[Begin Task inputs]
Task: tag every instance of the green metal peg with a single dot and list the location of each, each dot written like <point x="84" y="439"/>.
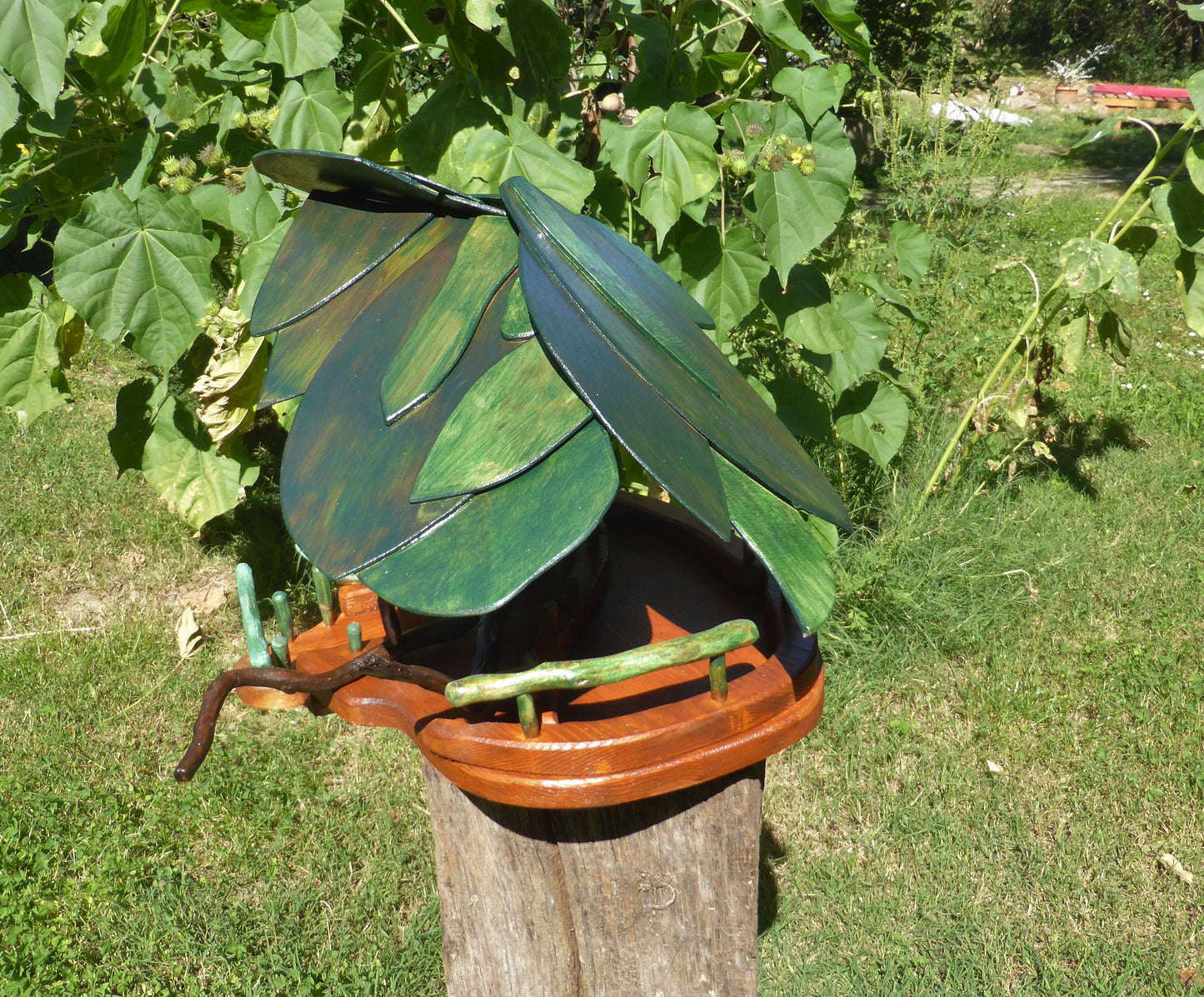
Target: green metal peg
<point x="252" y="624"/>
<point x="283" y="615"/>
<point x="325" y="596"/>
[End Task inputs]
→ **Your instructions**
Give every line of the items above as a Markdown table with the columns "No." and "Line," one numbered row per line, skipping blank lines. Leave the pictures out.

→ **Solution for this problem**
| No. | Line |
|---|---|
| 1 | Task: tag every instance of the green metal peg with a single dot and list the location of each, each dot written like <point x="84" y="439"/>. |
| 2 | Target: green metal peg |
| 3 | <point x="252" y="624"/> |
| 4 | <point x="283" y="615"/> |
| 5 | <point x="325" y="596"/> |